Task to carry out ▸ Locate the line that contains "Where can the shoreline". Retype it and every line after it to the end of the records, exactly, but not the pictures.

§ §

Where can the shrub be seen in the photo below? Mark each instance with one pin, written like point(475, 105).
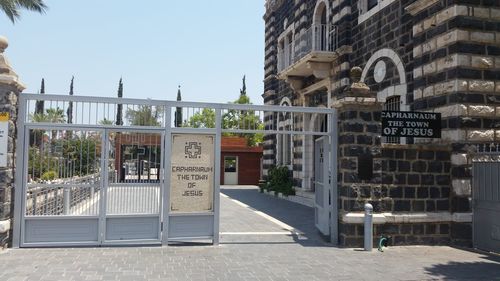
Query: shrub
point(280, 180)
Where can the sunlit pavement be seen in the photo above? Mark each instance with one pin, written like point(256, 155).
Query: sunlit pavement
point(262, 238)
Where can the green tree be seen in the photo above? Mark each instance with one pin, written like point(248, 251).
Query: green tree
point(39, 105)
point(69, 112)
point(202, 119)
point(106, 122)
point(11, 7)
point(145, 115)
point(51, 115)
point(244, 119)
point(119, 111)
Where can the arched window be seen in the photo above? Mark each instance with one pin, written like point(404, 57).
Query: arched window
point(392, 103)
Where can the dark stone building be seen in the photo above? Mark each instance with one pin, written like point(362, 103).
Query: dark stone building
point(423, 55)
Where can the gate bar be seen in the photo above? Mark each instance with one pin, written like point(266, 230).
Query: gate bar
point(19, 181)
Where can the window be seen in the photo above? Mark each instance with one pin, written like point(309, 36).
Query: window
point(392, 104)
point(368, 8)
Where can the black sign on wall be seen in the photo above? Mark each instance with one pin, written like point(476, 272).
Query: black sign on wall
point(411, 124)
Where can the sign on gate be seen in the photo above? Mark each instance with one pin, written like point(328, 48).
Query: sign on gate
point(192, 175)
point(4, 137)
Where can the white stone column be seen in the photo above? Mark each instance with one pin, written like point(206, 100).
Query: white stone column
point(10, 88)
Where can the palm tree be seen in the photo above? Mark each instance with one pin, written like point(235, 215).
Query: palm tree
point(11, 7)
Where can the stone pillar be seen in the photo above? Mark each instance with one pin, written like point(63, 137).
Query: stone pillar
point(359, 149)
point(10, 88)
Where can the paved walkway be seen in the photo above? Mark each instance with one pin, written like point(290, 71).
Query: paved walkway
point(263, 238)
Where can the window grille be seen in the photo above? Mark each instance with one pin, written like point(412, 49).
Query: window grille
point(392, 104)
point(371, 4)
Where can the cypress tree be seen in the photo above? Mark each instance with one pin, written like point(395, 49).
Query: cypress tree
point(39, 106)
point(69, 112)
point(243, 91)
point(178, 110)
point(119, 111)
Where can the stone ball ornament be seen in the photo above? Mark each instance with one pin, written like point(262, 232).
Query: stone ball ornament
point(4, 43)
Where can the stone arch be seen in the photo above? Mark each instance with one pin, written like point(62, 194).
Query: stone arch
point(318, 10)
point(394, 90)
point(390, 54)
point(285, 100)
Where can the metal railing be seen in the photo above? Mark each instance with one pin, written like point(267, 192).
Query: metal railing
point(318, 38)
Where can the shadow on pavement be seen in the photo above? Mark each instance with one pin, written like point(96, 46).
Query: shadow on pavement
point(300, 217)
point(465, 271)
point(487, 270)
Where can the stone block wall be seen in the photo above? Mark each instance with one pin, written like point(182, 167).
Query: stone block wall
point(410, 188)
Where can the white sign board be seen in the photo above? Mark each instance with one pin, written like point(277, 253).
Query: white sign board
point(4, 138)
point(192, 174)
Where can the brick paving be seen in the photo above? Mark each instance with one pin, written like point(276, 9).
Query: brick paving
point(253, 248)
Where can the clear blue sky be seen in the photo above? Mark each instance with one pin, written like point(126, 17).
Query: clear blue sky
point(205, 46)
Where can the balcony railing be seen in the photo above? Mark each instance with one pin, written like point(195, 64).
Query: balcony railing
point(318, 38)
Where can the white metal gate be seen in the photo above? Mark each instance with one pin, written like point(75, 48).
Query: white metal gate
point(486, 202)
point(321, 186)
point(103, 171)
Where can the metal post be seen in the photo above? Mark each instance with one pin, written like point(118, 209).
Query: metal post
point(368, 227)
point(66, 196)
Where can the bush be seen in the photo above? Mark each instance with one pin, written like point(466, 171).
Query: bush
point(280, 180)
point(49, 175)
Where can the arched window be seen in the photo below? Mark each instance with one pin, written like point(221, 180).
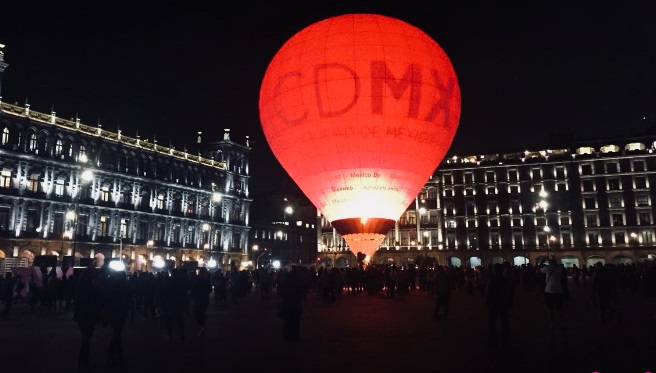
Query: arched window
point(5, 136)
point(33, 142)
point(58, 147)
point(82, 154)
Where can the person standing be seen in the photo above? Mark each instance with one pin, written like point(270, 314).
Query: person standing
point(200, 294)
point(442, 293)
point(120, 303)
point(499, 299)
point(87, 311)
point(553, 290)
point(291, 292)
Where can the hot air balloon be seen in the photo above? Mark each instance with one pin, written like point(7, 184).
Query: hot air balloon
point(359, 110)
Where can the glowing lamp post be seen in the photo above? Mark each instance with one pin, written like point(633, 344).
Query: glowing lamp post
point(360, 109)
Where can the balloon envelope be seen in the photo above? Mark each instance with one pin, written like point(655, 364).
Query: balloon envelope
point(360, 109)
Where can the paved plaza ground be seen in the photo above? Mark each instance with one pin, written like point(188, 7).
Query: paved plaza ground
point(358, 333)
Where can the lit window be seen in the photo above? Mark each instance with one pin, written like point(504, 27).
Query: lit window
point(104, 226)
point(59, 187)
point(33, 142)
point(58, 147)
point(33, 183)
point(5, 179)
point(104, 194)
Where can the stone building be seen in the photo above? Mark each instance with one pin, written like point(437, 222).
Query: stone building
point(591, 202)
point(70, 189)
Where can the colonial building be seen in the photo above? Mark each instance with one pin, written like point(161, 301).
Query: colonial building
point(70, 189)
point(591, 202)
point(284, 231)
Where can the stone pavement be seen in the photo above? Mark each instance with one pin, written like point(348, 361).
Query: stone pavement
point(358, 333)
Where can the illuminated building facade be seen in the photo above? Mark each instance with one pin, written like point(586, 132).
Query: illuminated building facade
point(69, 189)
point(592, 202)
point(283, 230)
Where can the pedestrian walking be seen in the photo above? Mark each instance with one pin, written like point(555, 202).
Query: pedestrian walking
point(499, 300)
point(291, 292)
point(120, 304)
point(200, 294)
point(87, 311)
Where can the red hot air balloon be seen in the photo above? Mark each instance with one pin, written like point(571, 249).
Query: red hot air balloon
point(360, 109)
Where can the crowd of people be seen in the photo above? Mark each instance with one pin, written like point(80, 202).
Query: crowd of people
point(99, 296)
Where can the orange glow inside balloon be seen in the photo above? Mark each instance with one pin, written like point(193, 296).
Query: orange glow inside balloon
point(359, 110)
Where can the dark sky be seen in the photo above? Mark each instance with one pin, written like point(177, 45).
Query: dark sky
point(528, 73)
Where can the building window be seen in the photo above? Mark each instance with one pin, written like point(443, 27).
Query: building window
point(471, 210)
point(124, 228)
point(492, 207)
point(587, 185)
point(617, 219)
point(4, 219)
point(59, 187)
point(586, 169)
point(448, 209)
point(104, 194)
point(32, 142)
point(518, 239)
point(58, 147)
point(642, 199)
point(494, 239)
point(33, 183)
point(104, 226)
point(5, 179)
point(473, 240)
point(560, 172)
point(451, 241)
point(615, 201)
point(593, 239)
point(160, 233)
point(612, 167)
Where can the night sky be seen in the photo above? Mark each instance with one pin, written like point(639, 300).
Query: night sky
point(532, 76)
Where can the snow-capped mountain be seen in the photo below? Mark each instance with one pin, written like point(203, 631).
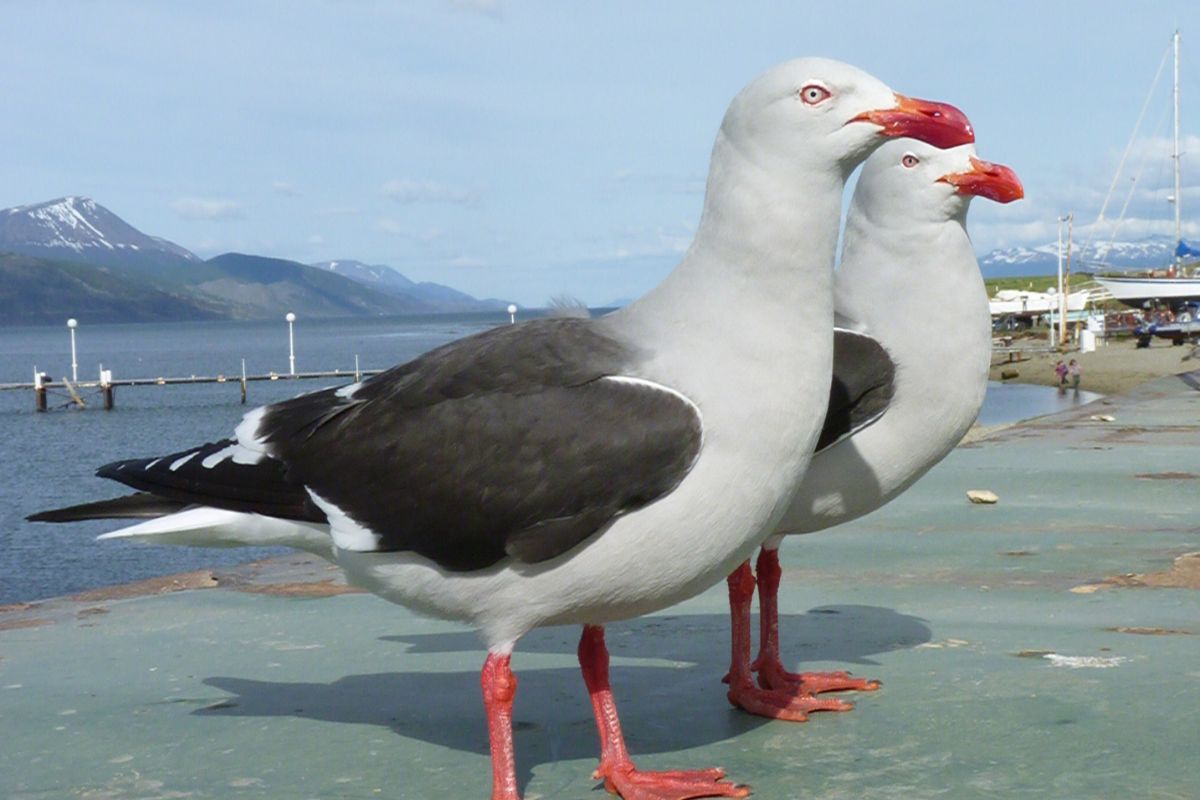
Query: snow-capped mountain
point(1043, 259)
point(72, 257)
point(373, 275)
point(79, 229)
point(390, 281)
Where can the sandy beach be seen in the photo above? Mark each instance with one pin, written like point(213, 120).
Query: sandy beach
point(1109, 370)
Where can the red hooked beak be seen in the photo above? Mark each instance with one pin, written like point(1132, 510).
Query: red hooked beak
point(937, 124)
point(994, 181)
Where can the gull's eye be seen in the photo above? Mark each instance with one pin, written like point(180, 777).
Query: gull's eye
point(814, 94)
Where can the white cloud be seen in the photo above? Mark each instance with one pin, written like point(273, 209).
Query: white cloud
point(409, 191)
point(197, 208)
point(493, 8)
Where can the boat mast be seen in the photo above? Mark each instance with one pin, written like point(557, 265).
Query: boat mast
point(1175, 157)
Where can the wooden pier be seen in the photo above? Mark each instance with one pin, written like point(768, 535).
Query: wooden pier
point(73, 392)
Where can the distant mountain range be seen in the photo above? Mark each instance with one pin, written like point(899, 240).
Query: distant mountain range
point(1043, 259)
point(72, 257)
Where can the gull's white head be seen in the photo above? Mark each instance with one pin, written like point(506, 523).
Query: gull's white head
point(906, 181)
point(817, 114)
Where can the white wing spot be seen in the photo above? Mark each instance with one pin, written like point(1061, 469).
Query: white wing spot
point(649, 384)
point(219, 456)
point(179, 462)
point(348, 535)
point(251, 449)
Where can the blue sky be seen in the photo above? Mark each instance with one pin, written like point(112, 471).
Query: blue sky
point(531, 149)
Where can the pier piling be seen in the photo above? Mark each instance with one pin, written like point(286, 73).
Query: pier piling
point(40, 390)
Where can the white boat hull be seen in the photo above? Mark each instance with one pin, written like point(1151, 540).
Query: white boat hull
point(1134, 290)
point(1012, 301)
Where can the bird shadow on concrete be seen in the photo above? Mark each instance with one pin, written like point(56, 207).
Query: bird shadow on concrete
point(671, 702)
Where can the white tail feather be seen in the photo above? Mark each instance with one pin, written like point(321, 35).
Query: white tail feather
point(207, 527)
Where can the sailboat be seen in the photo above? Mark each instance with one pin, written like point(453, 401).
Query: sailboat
point(1180, 281)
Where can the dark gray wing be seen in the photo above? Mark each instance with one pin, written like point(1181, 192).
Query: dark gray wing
point(508, 443)
point(862, 388)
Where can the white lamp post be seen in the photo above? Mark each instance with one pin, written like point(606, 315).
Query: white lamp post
point(75, 366)
point(292, 344)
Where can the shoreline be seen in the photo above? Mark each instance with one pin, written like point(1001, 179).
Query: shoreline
point(1110, 370)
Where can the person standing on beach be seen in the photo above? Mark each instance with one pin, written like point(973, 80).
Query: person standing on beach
point(1061, 371)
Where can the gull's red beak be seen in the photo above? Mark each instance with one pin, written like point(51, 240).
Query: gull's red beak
point(994, 181)
point(937, 124)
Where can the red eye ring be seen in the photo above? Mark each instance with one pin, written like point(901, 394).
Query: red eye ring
point(814, 94)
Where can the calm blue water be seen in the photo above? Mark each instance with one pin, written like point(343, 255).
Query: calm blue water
point(48, 459)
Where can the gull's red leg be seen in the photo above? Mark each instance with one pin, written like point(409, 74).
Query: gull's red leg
point(785, 705)
point(769, 666)
point(617, 769)
point(499, 687)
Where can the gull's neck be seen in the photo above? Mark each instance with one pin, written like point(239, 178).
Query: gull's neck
point(763, 252)
point(917, 288)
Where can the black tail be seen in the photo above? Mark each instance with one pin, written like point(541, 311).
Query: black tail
point(142, 505)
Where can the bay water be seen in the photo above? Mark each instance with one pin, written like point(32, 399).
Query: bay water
point(48, 459)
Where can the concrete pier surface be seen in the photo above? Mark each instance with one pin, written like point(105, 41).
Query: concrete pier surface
point(1043, 647)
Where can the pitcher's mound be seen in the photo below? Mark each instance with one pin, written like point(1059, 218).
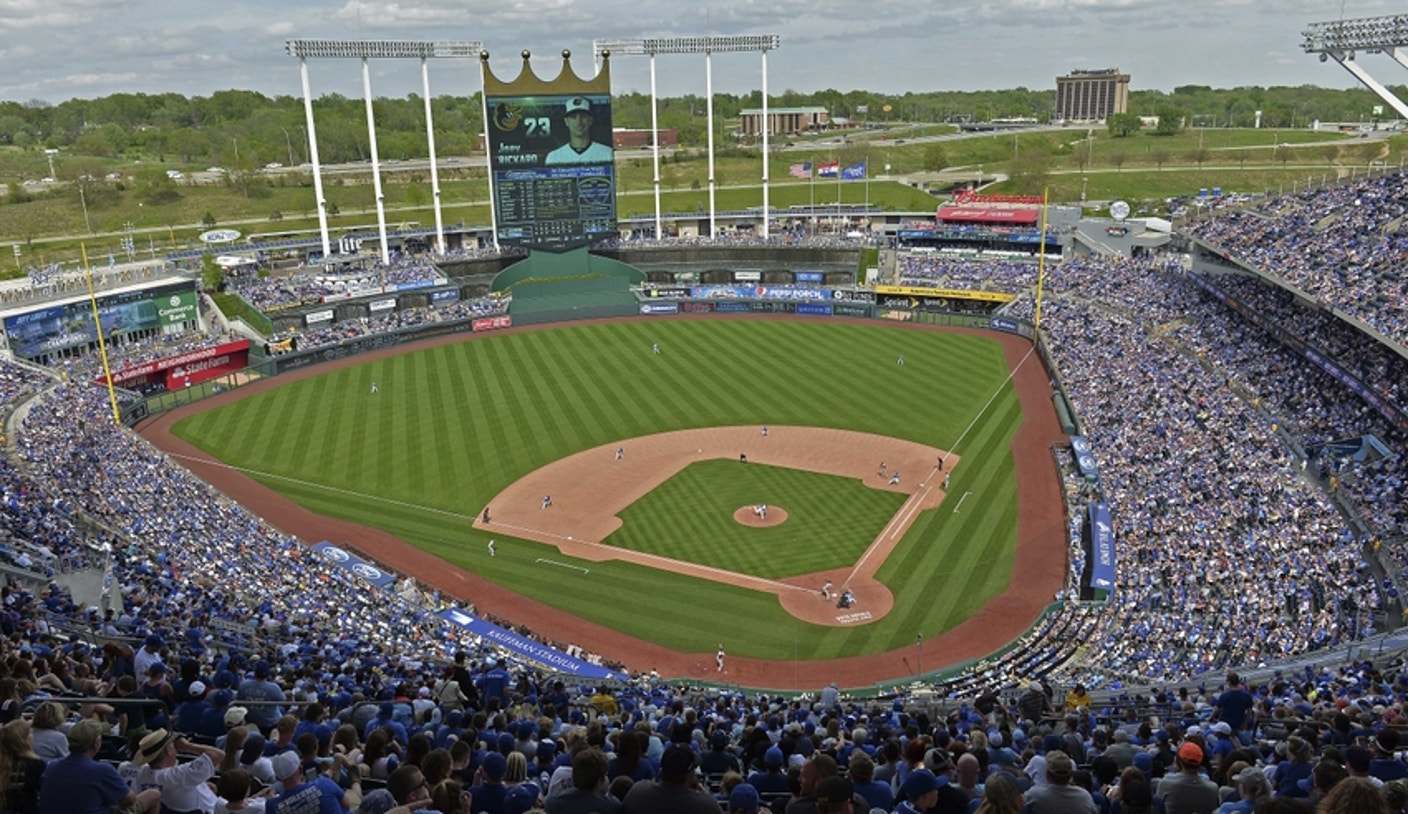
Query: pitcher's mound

§ §

Exercise result ▸
Where can the shoreline be seen in the photo above? Mark each instance with one pin, written like point(1001, 179).
Query: shoreline
point(1110, 370)
Where can the person standing on beach be seen in the photo above? Mark each instance with one pin, written like point(973, 80).
Query: person standing on beach
point(1061, 371)
Where can the gull's red beak be seen in the photo above? Mark each instance with one pin, written like point(51, 240).
Query: gull's red beak
point(994, 181)
point(937, 124)
Where can the red eye ring be seen in the photo above? Mark each instance with one pin, written like point(901, 394).
Query: red eye ring
point(814, 94)
Where can the calm blue water be seen in the photo above? Mark each instance with one pin, written like point(343, 255).
Query: calm blue water
point(48, 459)
Where can the gull's red leg be seen in the photo above? Mark each instance with one pin, written like point(409, 74).
Query: gull's red leg
point(785, 705)
point(769, 666)
point(617, 769)
point(499, 687)
Where can the gull's neck be seen in the photo above? Mark each instance with one pin, written like point(239, 178).
Query: gull's neck
point(763, 252)
point(917, 288)
Where can the black tail be seen in the photo above? Mark each instance with one pin, written like point(541, 311).
Query: black tail
point(142, 505)
Where can the bay water be seen in the photo above? Mark each instance with one pin, written like point(32, 399).
Query: bay water
point(48, 459)
Where can the concrete pier surface be seen in the photo above? Mark each instance with one pin, written like point(105, 41).
Query: concrete pier surface
point(1043, 647)
Where can the pitcher's mound be seen in the photo below? Mark each instance with one pin, written like point(1059, 218).
Query: pitcher's mound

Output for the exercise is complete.